─── Source material ───

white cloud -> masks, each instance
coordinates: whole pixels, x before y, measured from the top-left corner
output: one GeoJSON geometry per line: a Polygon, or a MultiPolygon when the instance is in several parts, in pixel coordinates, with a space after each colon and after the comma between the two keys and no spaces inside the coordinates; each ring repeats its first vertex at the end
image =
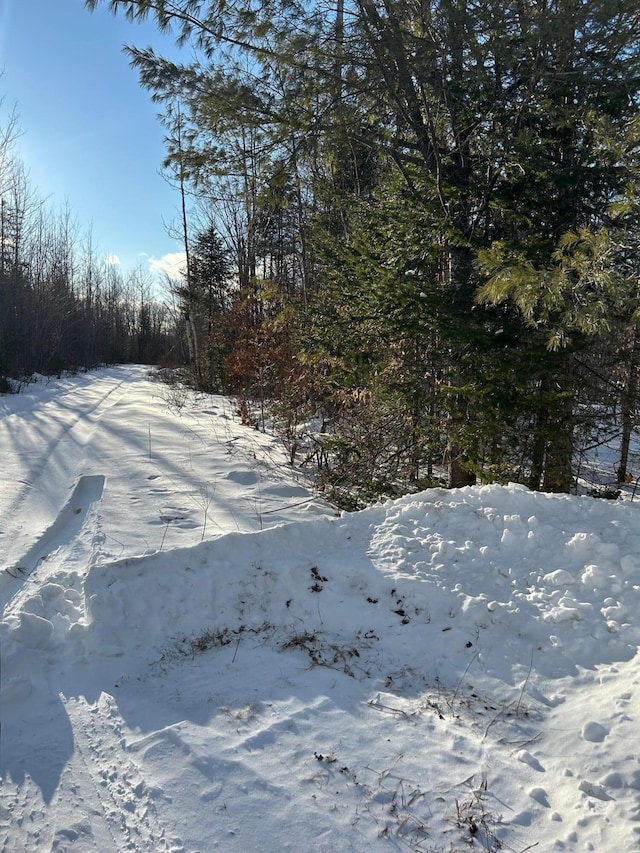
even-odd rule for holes
{"type": "Polygon", "coordinates": [[[149,258],[149,269],[158,275],[168,275],[170,278],[184,278],[187,263],[184,252],[168,252],[161,258],[149,258]]]}

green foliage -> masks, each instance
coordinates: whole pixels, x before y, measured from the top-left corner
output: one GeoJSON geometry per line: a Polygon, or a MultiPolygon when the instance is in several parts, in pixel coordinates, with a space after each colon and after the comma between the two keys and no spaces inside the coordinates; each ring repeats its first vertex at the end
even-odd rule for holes
{"type": "Polygon", "coordinates": [[[637,4],[108,5],[195,50],[130,53],[168,163],[225,199],[246,387],[286,423],[305,393],[333,410],[338,480],[370,496],[443,459],[452,484],[569,488],[604,394],[578,365],[640,317],[637,4]],[[289,397],[292,362],[313,379],[289,397]]]}

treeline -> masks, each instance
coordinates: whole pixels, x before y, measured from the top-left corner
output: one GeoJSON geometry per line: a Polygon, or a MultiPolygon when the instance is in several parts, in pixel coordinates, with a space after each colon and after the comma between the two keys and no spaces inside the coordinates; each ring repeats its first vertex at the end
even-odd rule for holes
{"type": "Polygon", "coordinates": [[[34,372],[117,362],[157,363],[175,324],[139,269],[124,277],[82,237],[68,207],[52,209],[0,129],[0,390],[34,372]]]}
{"type": "Polygon", "coordinates": [[[200,387],[268,401],[362,500],[443,467],[570,491],[604,440],[629,476],[634,0],[108,5],[192,48],[129,50],[183,193],[200,387]]]}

───

Your goal:
Copy every line again, requests included, from the line with "treeline -> masks, each instance" to the last line of the data. Multiply each vertex coordinate in the answer polygons by 2.25 and round it to a whole number, with halves going up.

Exercise result:
treeline -> masks, each instance
coordinates: whole pixels, x before y, measured from the top-left corner
output: one GeoJSON geometry per line: a Polygon, or a MultiPolygon when the instance is in several parts, in pixel coordinates, with a space after each colon and after the comma between the two keys and no spaces inside the coordinates; each ring repeats its first vertex at the end
even-odd rule for holes
{"type": "Polygon", "coordinates": [[[77,837],[263,815],[353,817],[394,729],[313,605],[279,623],[185,533],[153,466],[117,470],[0,290],[0,878],[77,837]]]}
{"type": "Polygon", "coordinates": [[[450,871],[603,902],[815,1125],[997,1051],[1283,1105],[1359,990],[1415,1071],[1427,0],[243,11],[432,108],[290,113],[412,434],[450,871]]]}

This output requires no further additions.